Provided records section start
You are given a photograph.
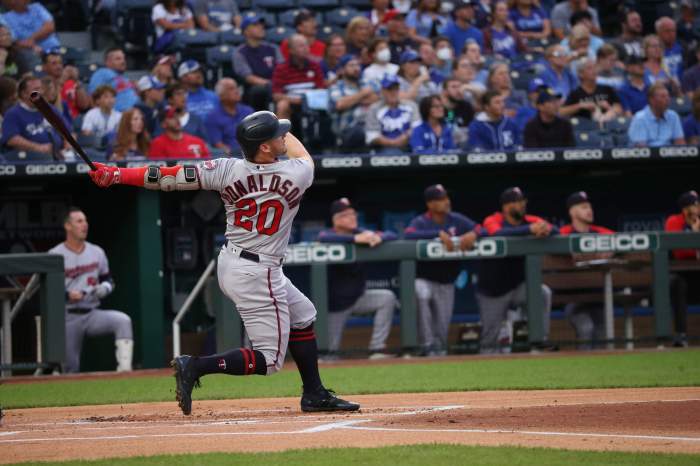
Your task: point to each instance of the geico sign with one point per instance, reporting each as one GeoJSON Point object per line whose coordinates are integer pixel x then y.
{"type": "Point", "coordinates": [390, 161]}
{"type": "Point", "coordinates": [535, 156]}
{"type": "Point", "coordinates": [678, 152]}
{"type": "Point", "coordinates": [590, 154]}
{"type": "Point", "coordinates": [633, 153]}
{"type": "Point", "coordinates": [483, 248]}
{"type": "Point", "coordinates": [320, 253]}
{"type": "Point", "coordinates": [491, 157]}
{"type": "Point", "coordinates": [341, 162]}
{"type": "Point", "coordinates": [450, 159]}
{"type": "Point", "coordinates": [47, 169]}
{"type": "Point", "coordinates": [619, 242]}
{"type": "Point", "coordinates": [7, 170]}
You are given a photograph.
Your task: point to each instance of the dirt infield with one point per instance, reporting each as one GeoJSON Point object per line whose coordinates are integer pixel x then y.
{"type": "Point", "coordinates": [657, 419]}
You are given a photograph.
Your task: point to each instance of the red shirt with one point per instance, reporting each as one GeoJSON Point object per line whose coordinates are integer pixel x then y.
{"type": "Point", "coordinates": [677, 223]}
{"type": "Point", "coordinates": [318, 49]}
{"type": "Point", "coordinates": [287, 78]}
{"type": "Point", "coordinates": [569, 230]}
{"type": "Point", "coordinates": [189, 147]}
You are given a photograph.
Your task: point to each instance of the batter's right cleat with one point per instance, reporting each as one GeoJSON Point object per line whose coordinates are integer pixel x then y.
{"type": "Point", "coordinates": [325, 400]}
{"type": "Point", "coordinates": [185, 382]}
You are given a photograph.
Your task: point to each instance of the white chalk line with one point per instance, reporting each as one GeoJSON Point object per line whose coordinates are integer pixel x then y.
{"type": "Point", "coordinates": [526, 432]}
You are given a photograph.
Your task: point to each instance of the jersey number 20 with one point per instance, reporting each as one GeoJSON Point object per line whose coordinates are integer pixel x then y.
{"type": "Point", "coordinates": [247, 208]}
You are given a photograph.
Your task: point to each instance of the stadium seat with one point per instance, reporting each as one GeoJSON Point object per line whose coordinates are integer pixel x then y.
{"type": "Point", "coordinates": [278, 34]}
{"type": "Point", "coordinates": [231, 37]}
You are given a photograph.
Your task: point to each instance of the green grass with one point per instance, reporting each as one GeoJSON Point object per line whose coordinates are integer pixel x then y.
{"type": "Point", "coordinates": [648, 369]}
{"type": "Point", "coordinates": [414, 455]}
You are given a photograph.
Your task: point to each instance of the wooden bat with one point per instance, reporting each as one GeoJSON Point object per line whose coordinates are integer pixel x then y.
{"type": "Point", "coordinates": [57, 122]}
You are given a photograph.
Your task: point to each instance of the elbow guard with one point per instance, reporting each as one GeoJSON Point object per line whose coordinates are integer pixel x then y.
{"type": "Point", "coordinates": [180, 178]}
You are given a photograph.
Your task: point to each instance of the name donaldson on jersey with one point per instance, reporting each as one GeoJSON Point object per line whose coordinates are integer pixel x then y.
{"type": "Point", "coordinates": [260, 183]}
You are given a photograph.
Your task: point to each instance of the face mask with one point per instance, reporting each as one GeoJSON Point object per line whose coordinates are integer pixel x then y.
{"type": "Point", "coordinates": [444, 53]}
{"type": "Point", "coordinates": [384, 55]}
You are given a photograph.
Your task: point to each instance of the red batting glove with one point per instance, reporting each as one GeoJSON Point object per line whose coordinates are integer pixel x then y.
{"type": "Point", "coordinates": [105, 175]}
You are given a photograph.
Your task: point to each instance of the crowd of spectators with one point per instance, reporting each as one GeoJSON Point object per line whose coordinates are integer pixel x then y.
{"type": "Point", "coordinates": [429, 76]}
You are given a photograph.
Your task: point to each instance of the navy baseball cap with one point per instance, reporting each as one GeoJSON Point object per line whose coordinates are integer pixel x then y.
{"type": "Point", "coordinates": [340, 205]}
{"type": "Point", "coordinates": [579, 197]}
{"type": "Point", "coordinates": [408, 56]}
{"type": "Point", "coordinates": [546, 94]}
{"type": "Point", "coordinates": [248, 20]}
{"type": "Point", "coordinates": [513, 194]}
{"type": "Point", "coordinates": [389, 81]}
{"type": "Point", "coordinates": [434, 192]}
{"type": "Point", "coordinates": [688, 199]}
Provided records section end
Work instructions – Please output all of the entries above exactly, but without any picture.

Written answer –
You are given a photograph.
Your task: point to each instance of the geico sign with one point per instance, reporting each as one GeoJSON Point object per line whose coordinates are integer pixel x then y.
{"type": "Point", "coordinates": [390, 161]}
{"type": "Point", "coordinates": [535, 156]}
{"type": "Point", "coordinates": [678, 152]}
{"type": "Point", "coordinates": [590, 154]}
{"type": "Point", "coordinates": [633, 153]}
{"type": "Point", "coordinates": [483, 248]}
{"type": "Point", "coordinates": [320, 253]}
{"type": "Point", "coordinates": [491, 157]}
{"type": "Point", "coordinates": [341, 162]}
{"type": "Point", "coordinates": [450, 159]}
{"type": "Point", "coordinates": [47, 169]}
{"type": "Point", "coordinates": [619, 242]}
{"type": "Point", "coordinates": [7, 170]}
You are given a photograph.
Your task: point to each instance of the dirt infield with one point per instance, reporting each as one GeoJSON Point object per line whose coordinates are integer pixel x then y.
{"type": "Point", "coordinates": [657, 419]}
You are given a photograph.
Your task: point to each instance of the red shirt with one point per instance, reporting each as one GeoJSON Point object per line whose coordinates are integer pixel x then y.
{"type": "Point", "coordinates": [677, 223]}
{"type": "Point", "coordinates": [318, 49]}
{"type": "Point", "coordinates": [287, 78]}
{"type": "Point", "coordinates": [569, 230]}
{"type": "Point", "coordinates": [189, 147]}
You are given a photograph.
Your task: point to each instance of the batter's right cleat with one point per instance, reporting each as one GeoJSON Point object per line whose coordinates are integer pixel x then y.
{"type": "Point", "coordinates": [325, 400]}
{"type": "Point", "coordinates": [185, 382]}
You are given a photograph.
Your task: point to each instance of the white chalk line with one point per instance, reporting each as one GeoJSON Point object per line whose coordinates are integer pixel x then y.
{"type": "Point", "coordinates": [526, 432]}
You are given a photograph.
Your task: point to each instance of the jersey number 20 with one point per instance, reporting each as one GeoJSON Point object per line whose coordinates are integer pixel x then y.
{"type": "Point", "coordinates": [247, 208]}
You are given a photograph.
Your task: point to each instance of the stadium seat with one point per instance, reporting each as one GeoJSON Point object per line whose coordinates are integer pixel x then y.
{"type": "Point", "coordinates": [278, 34]}
{"type": "Point", "coordinates": [231, 37]}
You are given a photograph.
Your task: point to each instance of the green grass with one point per instance, reporting each as one GeoJSON Point object per line whose coordinates are integer pixel x then y.
{"type": "Point", "coordinates": [648, 369]}
{"type": "Point", "coordinates": [414, 455]}
You are given a photograph.
Your task: point to each instance of the wooden bat with one point per instance, reporting each as one GeoJSON Point object per line whose coordinates are integer pixel x then y.
{"type": "Point", "coordinates": [57, 122]}
You are given a photograph.
Your task: point to each instance of the elbow guard with one point per instance, reporting each as one GeoJSON Point object per line whose coordinates are integer pixel x then y.
{"type": "Point", "coordinates": [180, 178]}
You are given a photograph.
Your task: point to each instance of the name donaldson on jersey with one point per instance, reporting each as one GeoJSON Point object per line whose coordinates are integer pixel x then y.
{"type": "Point", "coordinates": [260, 183]}
You are given a photograph.
Your task: point to each instance of the face mask with one point per instance, reporting each as one GeoJSON Point object per line whose coordinates are integer pixel x then y.
{"type": "Point", "coordinates": [444, 53]}
{"type": "Point", "coordinates": [384, 55]}
You are given a photograph.
Your task: point to each instance of the red batting glove with one point per instance, reporting each as one GeoJSON Point object per line whose coordinates are integer pixel x then y.
{"type": "Point", "coordinates": [105, 175]}
You are given a photograph.
Your task: point to each instance of the crowd of spectators with one point per instance, reporting each as one GeoJSON Point object per line whose coordinates are integer pixel x then y.
{"type": "Point", "coordinates": [429, 76]}
You are given a photograph.
Your task: point to each instance of the navy baseball cap with one point per instance, reporting each as one GeoJSON Point object per line whose coordinates are integer pixel x then y.
{"type": "Point", "coordinates": [340, 205]}
{"type": "Point", "coordinates": [579, 197]}
{"type": "Point", "coordinates": [408, 56]}
{"type": "Point", "coordinates": [546, 94]}
{"type": "Point", "coordinates": [248, 20]}
{"type": "Point", "coordinates": [513, 194]}
{"type": "Point", "coordinates": [389, 81]}
{"type": "Point", "coordinates": [434, 192]}
{"type": "Point", "coordinates": [688, 199]}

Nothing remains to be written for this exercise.